Selected text:
-------------------------
Methods: : Retrospective review of 1,542 records with respective follow-up recommendations: ASAP, 3 months, 6 months, 9 months, and 12 months. Patients from the first three groups were identified: "scheduled within recommended follow-up," "scheduled within 6 months, but outside recommended follow-up," "scheduled > 6 months," "no appointment." No-show/cancellation, insurance status, and other demographic data (age, # yrs diabetic, etc.) was annotated. 9 and 12 month recommendations were omitted since these patients returned to the remote screening pool.

Results: : Of 1,542 records, 287 (18%) patients were referred for an ASAP appointment, 244 (15%) patients for 3 month exam, 133 (8%) for 6 month exam. The remainder was recommended repeat screening at 9 or 12 months.664 patients were recommended a follow-up exam within 6 months of screening. Of these:-66 (10%) were scheduled within the recommended follow-up period.-265 (40%) were scheduled within 6mo, but outside the recommended follow-up time.-200 (30%) were scheduled > 6 mo from screening.-133 (20%) patients had no appointment found.-Of these 529 patients, 90 (17%) patients did not show or cancelled their appointment.-All but one patient had medical insurance.
-------------------------
Information shown:
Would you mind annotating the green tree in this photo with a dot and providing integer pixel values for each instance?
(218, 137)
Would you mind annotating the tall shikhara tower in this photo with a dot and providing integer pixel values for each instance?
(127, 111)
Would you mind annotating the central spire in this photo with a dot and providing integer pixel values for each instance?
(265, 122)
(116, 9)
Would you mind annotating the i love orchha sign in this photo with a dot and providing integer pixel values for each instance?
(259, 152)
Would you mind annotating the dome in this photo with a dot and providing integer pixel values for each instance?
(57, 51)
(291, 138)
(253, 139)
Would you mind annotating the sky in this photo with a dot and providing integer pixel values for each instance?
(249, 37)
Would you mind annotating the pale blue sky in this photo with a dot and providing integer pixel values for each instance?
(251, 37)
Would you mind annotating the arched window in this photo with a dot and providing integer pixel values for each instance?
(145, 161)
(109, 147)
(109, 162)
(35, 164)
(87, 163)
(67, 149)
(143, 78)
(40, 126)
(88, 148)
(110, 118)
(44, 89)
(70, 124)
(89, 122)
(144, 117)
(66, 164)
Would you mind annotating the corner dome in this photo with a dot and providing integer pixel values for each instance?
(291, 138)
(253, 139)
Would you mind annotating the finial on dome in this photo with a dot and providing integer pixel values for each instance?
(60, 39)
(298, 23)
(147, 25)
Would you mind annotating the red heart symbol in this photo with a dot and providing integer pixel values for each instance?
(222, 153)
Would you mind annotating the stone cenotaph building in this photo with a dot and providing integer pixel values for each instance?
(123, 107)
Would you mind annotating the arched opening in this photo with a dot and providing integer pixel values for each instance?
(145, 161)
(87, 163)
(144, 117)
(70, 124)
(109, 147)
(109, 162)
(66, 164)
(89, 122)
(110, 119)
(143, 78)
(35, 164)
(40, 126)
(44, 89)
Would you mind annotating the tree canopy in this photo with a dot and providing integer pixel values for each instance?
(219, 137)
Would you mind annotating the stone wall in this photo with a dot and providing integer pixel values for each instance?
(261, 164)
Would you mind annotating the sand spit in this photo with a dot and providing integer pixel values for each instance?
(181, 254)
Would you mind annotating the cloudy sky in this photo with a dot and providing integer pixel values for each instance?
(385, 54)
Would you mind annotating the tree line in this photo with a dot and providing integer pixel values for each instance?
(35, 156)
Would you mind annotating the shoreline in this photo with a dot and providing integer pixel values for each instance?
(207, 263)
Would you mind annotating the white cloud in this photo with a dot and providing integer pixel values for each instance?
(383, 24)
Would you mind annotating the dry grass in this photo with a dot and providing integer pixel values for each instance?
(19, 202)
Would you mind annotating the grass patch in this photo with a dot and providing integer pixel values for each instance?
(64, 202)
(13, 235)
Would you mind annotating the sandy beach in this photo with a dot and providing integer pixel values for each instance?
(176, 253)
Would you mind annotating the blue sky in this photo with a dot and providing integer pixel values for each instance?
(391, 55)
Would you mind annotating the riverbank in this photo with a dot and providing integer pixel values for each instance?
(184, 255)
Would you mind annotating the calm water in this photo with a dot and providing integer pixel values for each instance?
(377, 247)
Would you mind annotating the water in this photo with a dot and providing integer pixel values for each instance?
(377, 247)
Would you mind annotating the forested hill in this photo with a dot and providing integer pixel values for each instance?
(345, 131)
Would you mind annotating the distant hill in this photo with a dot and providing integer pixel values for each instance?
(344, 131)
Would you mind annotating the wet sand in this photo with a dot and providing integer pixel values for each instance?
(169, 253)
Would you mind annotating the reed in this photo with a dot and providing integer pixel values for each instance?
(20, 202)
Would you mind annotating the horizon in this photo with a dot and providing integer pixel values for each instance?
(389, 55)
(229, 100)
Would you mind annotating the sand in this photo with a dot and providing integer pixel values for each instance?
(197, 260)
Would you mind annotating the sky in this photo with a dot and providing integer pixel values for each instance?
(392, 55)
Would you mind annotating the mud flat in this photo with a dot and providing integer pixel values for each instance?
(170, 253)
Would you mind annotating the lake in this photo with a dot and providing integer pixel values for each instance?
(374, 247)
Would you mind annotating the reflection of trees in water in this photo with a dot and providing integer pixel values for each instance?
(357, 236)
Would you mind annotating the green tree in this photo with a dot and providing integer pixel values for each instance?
-------------------------
What to produce: Extend the study summary on follow-up scheduling after remote screening, which precedes the rows, beginning after its final sentence.

Response to the task:
Conclusions: : The cumulative incidence of a patient being scheduled within 6 months of screening is approximately 50%. There is a large portion of patients not scheduled within the recommended screening time (10%) and a greater number not scheduled at all (20%). If scheduled, most patients comply with follow-up and medical insurance does not appear to affect compliance. Analysis of factors predicting "no-shows" is pending.